In [None]:
import pandas as pd

Last time, we used the following data set describing a stock of camping equipment. We're going to continue using that data today.

In [None]:
camping_df = pd.read_csv('camping.csv')
camping_df

# Review: Apply and GroupBy

## `apply()`

First off, `apply()` broadcasts a given function to one or more columns of a DataFrame.

In [None]:
# Apply the sum function to a single column
camping_df['Quantity'].apply('sum')

In [None]:
# Apply the sum function to the entire DataFrame
camping_df.apply('sum')

In [None]:
# Apply the sum function to select rows
camping_df[['Quantity', 'UnitWeight']].apply('sum')

A full list of the available alternatives to `'sum'` can be found [here](https://pandas.pydata.org/pandas-docs/stable/user_guide/basics.html#descriptive-statistics), under the section titled "Descriptive statistics."

We can also create our own functions and apply them to a DataFrame. The following code creates a method that divides its input by 2, and applies it to all of the numerical columns in the DataFrame.

In [None]:
def divide_by_2(x):
    return x / 2

# Apply divide_by_2 to the numerical columns
camping_df[['Quantity', 'UnitWeight']].apply(divide_by_2)

Here's another example. We apply the `pct` function to the `Quantity` and `Weight` columns; for each column, it divides each value in the column by the sum of the entire column, and then multiplies the result by 100. In other words, it returns the _percentage_ of a particular value in relation to its entire column.

In [None]:
def pct(x):
    return x / sum(x) * 100

# Apply pct to the numerical columns
camping_df[['Quantity', 'UnitWeight']].apply(pct)

(See Advanced Queries Part 1 for a comparison between `apply()` and generalized broadcasting.)

---

## `groupby()`

The `groupby()` function allows us to split a DataFrame into a collection of sub-DataFrames, stored in a DataFrameGroupBy object.

In [None]:
# Store the DataFrameGroupBy object in a variable
categories = camping_df.groupby('Category')
categories

This DataFrameGroupBy object is essentially a dictionary where each key is a particular unique `Category`, and each corresponding value is a DataFrame of all the rows belonging to that particular category.

* **EXERCISE 1**
In the records, update the lines starting at the one that contains "task | place a point on the adidas" and ending at the one that contains "x=621, y=89". Replace "adidas logo on shirt" with "adidas logo", change nothing else, and leave the pictures out.

* **DATA LISTING**
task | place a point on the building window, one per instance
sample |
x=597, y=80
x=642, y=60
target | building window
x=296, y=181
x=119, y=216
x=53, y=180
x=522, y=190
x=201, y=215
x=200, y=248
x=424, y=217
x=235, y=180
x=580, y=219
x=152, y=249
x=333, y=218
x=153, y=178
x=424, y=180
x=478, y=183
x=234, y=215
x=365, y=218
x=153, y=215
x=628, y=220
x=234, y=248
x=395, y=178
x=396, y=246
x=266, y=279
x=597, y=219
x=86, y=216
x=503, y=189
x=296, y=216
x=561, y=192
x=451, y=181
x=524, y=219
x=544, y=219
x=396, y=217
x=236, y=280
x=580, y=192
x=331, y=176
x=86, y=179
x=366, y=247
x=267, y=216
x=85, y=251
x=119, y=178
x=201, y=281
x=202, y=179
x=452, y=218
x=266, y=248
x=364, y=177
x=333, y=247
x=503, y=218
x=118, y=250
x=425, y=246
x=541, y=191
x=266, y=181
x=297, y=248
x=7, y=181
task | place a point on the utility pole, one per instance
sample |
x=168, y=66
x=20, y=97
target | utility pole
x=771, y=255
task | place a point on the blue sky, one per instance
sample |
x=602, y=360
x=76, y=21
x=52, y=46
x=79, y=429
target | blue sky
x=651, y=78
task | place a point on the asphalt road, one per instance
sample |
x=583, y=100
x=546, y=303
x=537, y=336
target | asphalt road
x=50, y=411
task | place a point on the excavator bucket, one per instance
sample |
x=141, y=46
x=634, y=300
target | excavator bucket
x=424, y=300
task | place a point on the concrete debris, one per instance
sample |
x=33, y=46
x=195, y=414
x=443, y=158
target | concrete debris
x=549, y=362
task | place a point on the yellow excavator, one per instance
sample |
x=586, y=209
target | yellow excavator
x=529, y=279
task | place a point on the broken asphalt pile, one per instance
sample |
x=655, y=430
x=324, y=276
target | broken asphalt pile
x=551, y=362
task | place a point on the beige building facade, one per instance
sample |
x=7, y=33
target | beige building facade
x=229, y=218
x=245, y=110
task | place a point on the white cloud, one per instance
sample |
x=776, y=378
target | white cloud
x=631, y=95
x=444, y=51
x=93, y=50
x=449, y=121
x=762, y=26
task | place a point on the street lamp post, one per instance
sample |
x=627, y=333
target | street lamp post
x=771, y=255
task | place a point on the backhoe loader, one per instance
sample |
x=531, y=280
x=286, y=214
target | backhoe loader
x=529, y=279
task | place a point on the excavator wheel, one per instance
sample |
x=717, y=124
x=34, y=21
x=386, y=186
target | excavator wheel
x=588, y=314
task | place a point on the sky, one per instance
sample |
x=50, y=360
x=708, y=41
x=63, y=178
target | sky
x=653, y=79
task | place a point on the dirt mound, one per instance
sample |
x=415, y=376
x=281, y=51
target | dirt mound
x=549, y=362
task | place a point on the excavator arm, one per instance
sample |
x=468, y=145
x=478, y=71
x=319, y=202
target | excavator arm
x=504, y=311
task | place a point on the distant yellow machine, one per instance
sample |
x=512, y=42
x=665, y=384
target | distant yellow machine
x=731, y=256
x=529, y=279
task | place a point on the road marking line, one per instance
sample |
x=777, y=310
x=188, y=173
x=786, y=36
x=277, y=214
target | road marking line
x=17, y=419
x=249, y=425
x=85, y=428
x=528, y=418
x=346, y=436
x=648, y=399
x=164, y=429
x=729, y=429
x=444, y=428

==

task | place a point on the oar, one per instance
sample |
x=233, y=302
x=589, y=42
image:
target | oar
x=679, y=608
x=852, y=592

--

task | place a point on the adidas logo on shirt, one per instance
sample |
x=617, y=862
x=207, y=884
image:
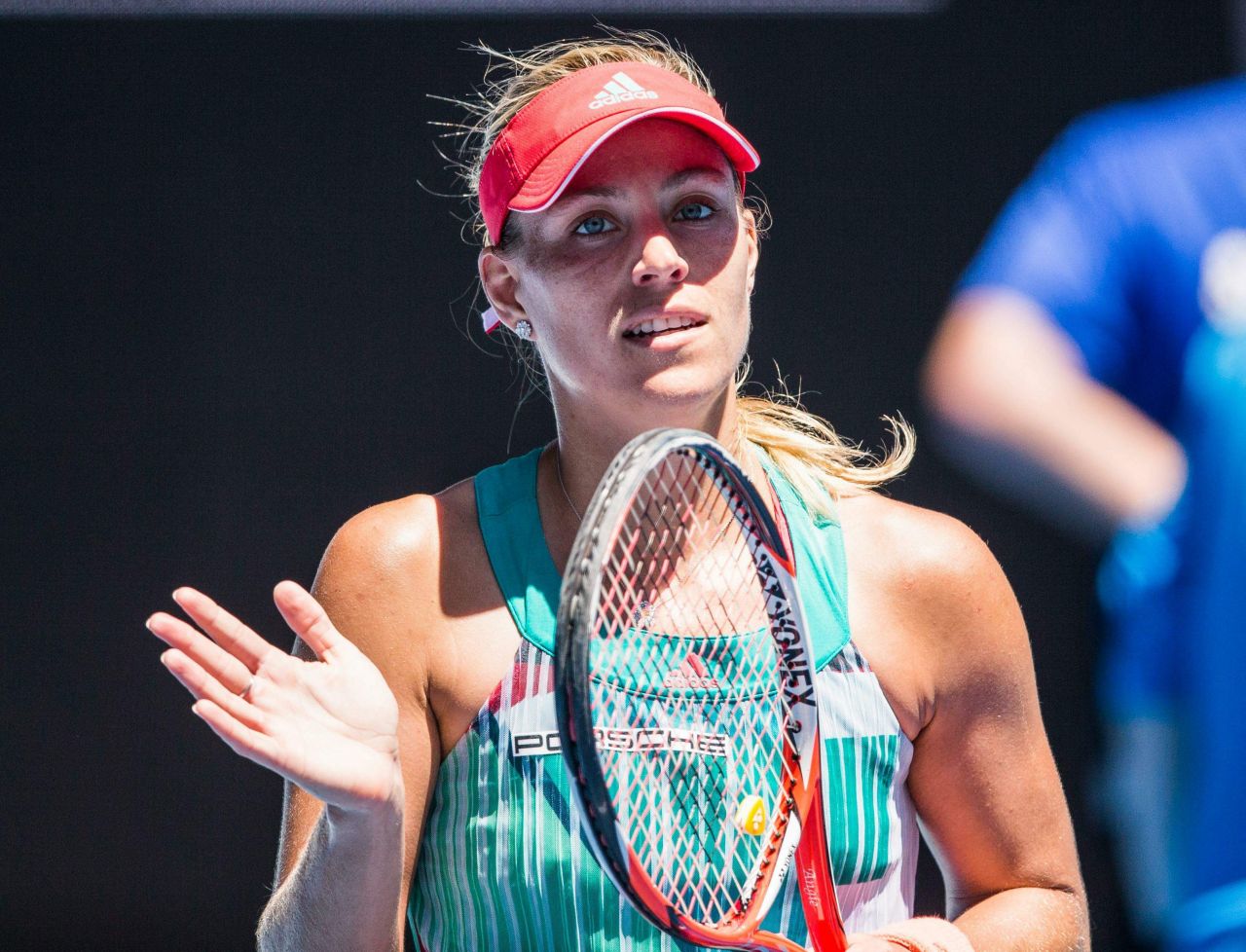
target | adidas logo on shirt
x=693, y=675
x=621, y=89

* **EXERCISE 2**
Quote the part of the pandas tutorial starting at "# Review: Apply" and ending at "camping_df.apply('sum')".

* **OUTPUT 1**
task | place a point on the adidas logo, one per instance
sample |
x=617, y=862
x=207, y=884
image:
target | adidas logo
x=693, y=675
x=621, y=89

* **OUTPUT 2**
# Review: Apply and GroupBy

## `apply()`

First off, `apply()` broadcasts a given function to one or more columns of a DataFrame.

In [None]:
# Apply the sum function to a single column
camping_df['Quantity'].apply('sum')

In [None]:
# Apply the sum function to the entire DataFrame
camping_df.apply('sum')